## Short problem 1
Answer each question from the email thread about the GCC 10 waitpid bug. (a) Which GCC version did Rasmus Andersson say compiles the program correctly? (b) What value did waitpid return with GCC 10 as published on musl.cc? (c) What errno did waitpid report with GCC 10 built without the patch?
## Short problem 2
Pick up the email thread about the GCC 10 waitpid bug at its last line and write what comes next.

## Selected excerpt
Thank you all for your work on musl & accompanying tools :-)
On Tue, Jan 19, 2021 at 3:01 PM Zach van Rijn <me@zv.io> wrote:
>
> On Tue, 2021-01-19 at 14:02 -0800, Rasmus Andersson wrote:
> > The program compiles correctly with
> > https://more.musl.cc/9/x86_64-linux-musl/x86_64-linux-musl-native.tgz
> > (The GCC 9 version) Perhaps an issue with GCC 10?
>
> Rasmus, thank you for reporting this issue.
>
>
> Using your reproducer I'm able to observe the following:
>
> (1) GCC 10 as-published on musl.cc : BUG
> waitpid returned -10, wstat=0, errno=0 (No error information)
>
> (2) GCC 10 without this patch [1] : OK
> waitpid returned -1, wstat=0, errno=10 (No child process)
>
> which matches your GCC 9 (20200828) observation.

## Dataset content

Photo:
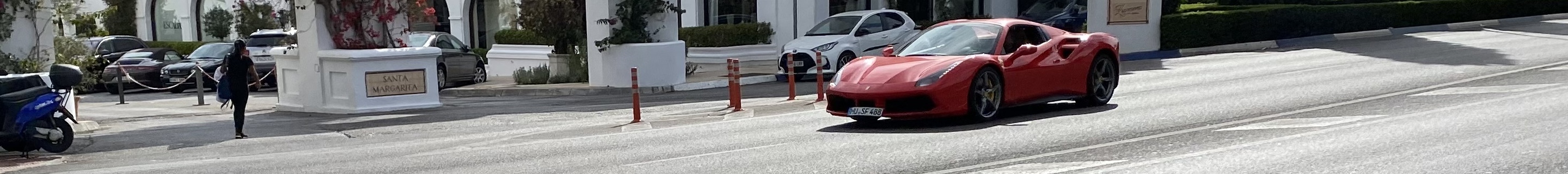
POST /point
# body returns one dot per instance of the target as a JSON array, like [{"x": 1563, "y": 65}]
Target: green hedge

## Final answer 1
(a) GCC 9 (the 20200828 version)
(b) -10
(c) 10 (No child process)

## Final answer 2
>
>
> This patch was applied to musl.cc as part of a series to add
> experimental riscv32 support in September 2020, but was applied
> universally and not strictly riscv32 targets.
>
> The patch in question was /not/ applied to the GCC 9 binaries as
> they were last updated in August of 2020, nor to earlier 10 ones.
>
> I am updating the build infrastructure to avoid contamination of
> "supported" targets by experimental patches such as this one.
>
> New (fixed and newer GCC) toolchains will be published as soon as
> they finish building (~24 hours). I will ping you off-list.
>
> Additional tests (not simply spot-checks) will be implemented for
> future releases.
>
>
> Sorry for the inconvenience.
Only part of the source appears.